● Zadanie do wykonania A
Zwróć dosłownie wszystkie wiersze z obrysami obszarów, pomijając w odpowiedzi obrazy.

● Wyodrębniony tekst

------------------------------------------------------------

Szpital jest trochę jak szklane formikarium dla mrówek – wywiad z Wojciechem Chamierem-Gliszczyńskim o „Dawkach fantomowych”

16 lutego 2022

Po „Portreciście psów” Wojciech Chamier-Gliszczyński wydał drugą powieść. „Dawki fantomowe” (Wydawnictwo W.A.B.) to utrzymana w tonie groteski historia związku dwojga ludzi z dużą różnicą wieku, zatracie tożsamości i wyzwoleniu spod dominacji mentora. Autora zapytaliśmy o odbiór jego prozy, literackie tropy, feministyczne wątki i szpitalną scenerię z nowej książki.

Joachim Polański: Twoja poprzednia książka – „Portrecista psów” – spotkała się z bardzo dobrym przyjęciem. „To debiutancka powieść, choć czyta się ją, jakby napisał ją literacki wyjadacz” – pisał na przykład Wojciech Szot. Jak czułeś się jako debiutant, czytając takie opinie?

Wojciech Chamier-Gliszczyński: Myślę, że każdy początkujący pisarz byłby zadowolony z takich opinii. Wszystko, co działo się w związku z wydaniem „Portrecisty psów”, było dla mnie zaskakujące: po pierwsze entuzjastyczna wiadomość z Czarnego, że chcą wydać, po drugie atencja i zaangażowanie redaktorów, wreszcie zainteresowanie krytyków. Trzeba mieć na względzie, że kiedy człowiek pisze książkę i po raz pierwszy ogłasza ją drukiem, to bardzo się martwi, czy ktokolwiek w ogóle raczy na nią spojrzeć, a co dopiero pochwalić. Zatem recenzja, o której mowa, a była to jedna z pierwszych, bardzo mnie podbudowała. Z drugą książką jest podobnie, martwię się o nią nawet bardziej.

Na co dzień jesteś prawnikiem. Czy twoi bliscy byli zaskoczeni, że po godzinach zajmujesz się literaturą?

Moi bliscy z pewnością nie byli zaskoczeni, bo bardzo rzadko się zdarza, aby pisarz zdołał się ukryć do momentu debiutu. Oczywiście pisanie odbywa się zazwyczaj w samotności, ale bywają momenty, kiedy można się z niej wyrwać. Dla mnie to były festiwale Biura Literackiego. Na Stację Literatura organizowaną w Stroniu Śląskim zabierałem ze sobą żonę i dzieci, a w 2018 roku na festiwal przyjechali nawet teściowie. Moje pisarskie ambicje nie były też tajemnicą dla wspólników z kancelarii. Osoby, które znają mnie trochę słabiej, pewnie zwróciły uwagę na ilość książek w naszym mieszkaniu.

------------------------------------------------------------

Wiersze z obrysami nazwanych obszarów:
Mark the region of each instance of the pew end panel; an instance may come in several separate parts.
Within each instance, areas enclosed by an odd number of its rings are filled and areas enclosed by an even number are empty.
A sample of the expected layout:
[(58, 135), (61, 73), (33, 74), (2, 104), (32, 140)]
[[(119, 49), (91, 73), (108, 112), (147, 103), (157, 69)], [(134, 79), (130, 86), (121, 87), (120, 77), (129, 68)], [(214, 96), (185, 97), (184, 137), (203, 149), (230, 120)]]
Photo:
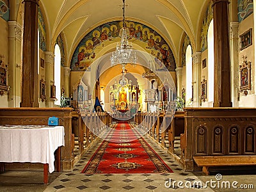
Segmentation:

------------------------------------------------------------

● Zadanie do wykonania B
Przepisz dokładnie fragment wywiadu o „Dawkach fantomowych”: zacznij od słów „Szpital jest trochę”, a skończ po słowach „z nowej książki.”.

● Odpowiedź A
Mark the region of each instance of the pew end panel; an instance may come in several separate parts.
Within each instance, areas enclosed by an odd number of its rings are filled and areas enclosed by an even number are empty.
A sample of the expected layout:
[(58, 135), (61, 73), (33, 74), (2, 104), (32, 140)]
[[(119, 49), (91, 73), (108, 112), (147, 103), (157, 69)], [(134, 79), (130, 86), (121, 87), (120, 77), (129, 68)], [(214, 96), (185, 97), (184, 137), (203, 149), (230, 120)]]
Photo:
Segmentation:

● Odpowiedź B
Szpital jest trochę jak szklane formikarium dla mrówek – wywiad z Wojciechem Chamierem-Gliszczyńskim o „Dawkach fantomowych”

16 lutego 2022

Po „Portreciście psów” Wojciech Chamier-Gliszczyński wydał drugą powieść. „Dawki fantomowe” (Wydawnictwo W.A.B.) to utrzymana w tonie groteski historia związku dwojga ludzi z dużą różnicą wieku, zatracie tożsamości i wyzwoleniu spod dominacji mentora. Autora zapytaliśmy o odbiór jego prozy, literackie tropy, feministyczne wątki i szpitalną scenerię z nowej książki.